Given passage

>> Start

But O’Neil reminds us big data, mathematics, algorithms, etc. aren’t going to go away.
"Data is not going away. Nor are computers—much less mathematics. Predictive models are, increasingly, the tools we will be relying on to run our institutions, deploy our resources, and manage our lives. But as I’ve tried to show throughout this book, these models are constructed not just from data but from the choices we make about which data to pay attention to—and which to leave out. Those choices are not just about logistics, profits, and efficiency. They are fundamentally moral."
Exactly. We still have to use our brains, not just our computers. It is critical that we inject morality into the process or it will always be fundamentally unfair in some way or another, especially if the intent is to increase profits for one entity at the expense of another. One simply can’t include enough variables or specifics. Some universities have begun to audit the algorithms—like Princeton’s Transparency and Accountability Project—by masquerading as people of differing backgrounds and seeing what kind of treatment these individuals receive from online marketers.

>> End

Position identification items
>> Start

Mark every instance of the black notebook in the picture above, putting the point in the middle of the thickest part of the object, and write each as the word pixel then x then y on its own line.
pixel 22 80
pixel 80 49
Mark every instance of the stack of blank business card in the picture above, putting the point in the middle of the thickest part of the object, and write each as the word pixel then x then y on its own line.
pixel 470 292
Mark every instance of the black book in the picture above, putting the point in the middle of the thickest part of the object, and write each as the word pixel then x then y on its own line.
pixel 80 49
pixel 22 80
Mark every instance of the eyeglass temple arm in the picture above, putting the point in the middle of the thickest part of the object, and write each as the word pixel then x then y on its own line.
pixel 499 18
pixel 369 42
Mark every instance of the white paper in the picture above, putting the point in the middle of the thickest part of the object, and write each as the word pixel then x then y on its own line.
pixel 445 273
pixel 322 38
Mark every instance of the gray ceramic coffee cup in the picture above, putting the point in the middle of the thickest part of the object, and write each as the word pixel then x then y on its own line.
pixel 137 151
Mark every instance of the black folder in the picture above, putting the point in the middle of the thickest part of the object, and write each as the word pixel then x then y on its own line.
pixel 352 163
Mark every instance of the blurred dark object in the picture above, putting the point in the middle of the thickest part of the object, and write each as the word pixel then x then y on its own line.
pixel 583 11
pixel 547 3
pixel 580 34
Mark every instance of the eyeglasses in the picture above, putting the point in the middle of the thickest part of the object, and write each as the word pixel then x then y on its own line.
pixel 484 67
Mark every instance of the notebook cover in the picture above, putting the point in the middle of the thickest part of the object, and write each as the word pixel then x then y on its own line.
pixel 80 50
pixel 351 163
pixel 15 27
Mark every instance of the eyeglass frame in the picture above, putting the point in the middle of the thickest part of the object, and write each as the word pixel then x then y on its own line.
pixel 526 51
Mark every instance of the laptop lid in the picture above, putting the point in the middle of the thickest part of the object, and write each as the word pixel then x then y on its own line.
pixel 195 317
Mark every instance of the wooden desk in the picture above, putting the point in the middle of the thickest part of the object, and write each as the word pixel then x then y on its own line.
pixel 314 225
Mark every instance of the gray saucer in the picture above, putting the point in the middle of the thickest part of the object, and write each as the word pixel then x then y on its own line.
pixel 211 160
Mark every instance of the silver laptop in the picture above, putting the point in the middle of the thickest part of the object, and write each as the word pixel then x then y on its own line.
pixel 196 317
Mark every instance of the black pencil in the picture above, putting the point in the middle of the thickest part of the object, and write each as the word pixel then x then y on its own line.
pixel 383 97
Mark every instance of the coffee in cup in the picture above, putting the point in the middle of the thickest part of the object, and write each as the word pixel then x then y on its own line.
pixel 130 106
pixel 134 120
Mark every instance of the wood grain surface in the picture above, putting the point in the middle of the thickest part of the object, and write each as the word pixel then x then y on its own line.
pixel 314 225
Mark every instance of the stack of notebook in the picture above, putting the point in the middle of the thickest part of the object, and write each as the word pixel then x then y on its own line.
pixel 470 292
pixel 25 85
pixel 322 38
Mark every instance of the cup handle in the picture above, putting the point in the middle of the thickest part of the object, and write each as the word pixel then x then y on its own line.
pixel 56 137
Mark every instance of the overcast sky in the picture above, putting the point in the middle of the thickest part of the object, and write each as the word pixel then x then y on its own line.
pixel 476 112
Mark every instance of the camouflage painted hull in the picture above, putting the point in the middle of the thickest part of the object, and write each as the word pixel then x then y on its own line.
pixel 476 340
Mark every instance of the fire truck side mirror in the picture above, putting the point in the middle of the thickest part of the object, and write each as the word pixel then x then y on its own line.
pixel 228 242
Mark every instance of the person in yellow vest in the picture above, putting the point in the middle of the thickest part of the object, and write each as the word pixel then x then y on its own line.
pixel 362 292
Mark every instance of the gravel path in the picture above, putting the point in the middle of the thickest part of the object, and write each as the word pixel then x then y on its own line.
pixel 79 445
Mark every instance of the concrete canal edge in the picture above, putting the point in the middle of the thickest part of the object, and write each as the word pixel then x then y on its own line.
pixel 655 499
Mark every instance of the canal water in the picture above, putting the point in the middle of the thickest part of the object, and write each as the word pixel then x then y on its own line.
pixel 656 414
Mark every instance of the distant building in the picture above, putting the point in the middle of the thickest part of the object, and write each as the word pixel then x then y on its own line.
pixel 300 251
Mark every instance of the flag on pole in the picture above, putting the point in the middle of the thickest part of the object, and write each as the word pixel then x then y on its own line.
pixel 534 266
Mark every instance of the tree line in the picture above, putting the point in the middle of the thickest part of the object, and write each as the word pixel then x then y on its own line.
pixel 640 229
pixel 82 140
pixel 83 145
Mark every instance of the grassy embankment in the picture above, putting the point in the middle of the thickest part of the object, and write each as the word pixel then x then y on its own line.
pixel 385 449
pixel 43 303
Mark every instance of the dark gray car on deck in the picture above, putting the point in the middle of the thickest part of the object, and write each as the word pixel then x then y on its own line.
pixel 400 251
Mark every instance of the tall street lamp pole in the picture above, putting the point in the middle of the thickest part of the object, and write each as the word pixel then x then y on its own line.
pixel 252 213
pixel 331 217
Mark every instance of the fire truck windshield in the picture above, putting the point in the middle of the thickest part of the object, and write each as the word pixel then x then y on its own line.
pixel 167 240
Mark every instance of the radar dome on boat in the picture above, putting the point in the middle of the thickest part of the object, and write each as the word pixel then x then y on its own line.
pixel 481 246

>> End

Stated task 1
In the passage on O'Neil's view of data and predictive models, which Princeton project is named as one that audits algorithms?
Stated task 2
Reproduce the passage on O'Neil's view of data and predictive models from "Exactly. We still" up to and including "from online marketers.".
Stated task 3
Extend the passage on O'Neil's view of data and predictive models, picking up after its final sentence.

Output 1
Princeton's Transparency and Accountability Project.

Output 2
Exactly. We still have to use our brains, not just our computers. It is critical that we inject morality into the process or it will always be fundamentally unfair in some way or another, especially if the intent is to increase profits for one entity at the expense of another. One simply can’t include enough variables or specifics. Some universities have begun to audit the algorithms—like Princeton’s Transparency and Accountability Project—by masquerading as people of differing backgrounds and seeing what kind of treatment these individuals receive from online marketers.

Output 3
O’Neil suggests that sometimes data might be used to good effect by targeting frustrated online commenters with solutions to their issues: i.e., affordable housing info, or by searching out possible areas of workplace or child abuse and targeting that area with resources. She wades into national election data and notes that only swing states get candidates attention, suggesting, by the way, that the electoral college has outlived its usefulness to the citizenry. Algorithms are not going to administer justice or democracy unless we find a way to use them as a tool to root out inequities and try to find ways to deliver needed services where they are deficient.

When I look at the totality of what O’Neil has discussed, I am inclined to think this book is best targeted to thoughtful high schoolers and college-aged students who are thinking about planning their careers, who have a penchant for mathematical and computer modeling, and who think their dream job might be with an online giant. I’d be happy to be disabused of this notion if someone wants to challenge my thought that much of this information is known to many of us who have been out of school for awhile and who have been paying attention to our online experiences and junk mail solicitations. But it is always interesting to read someone as coherent and on the side of social justice as Ms. O’Neil.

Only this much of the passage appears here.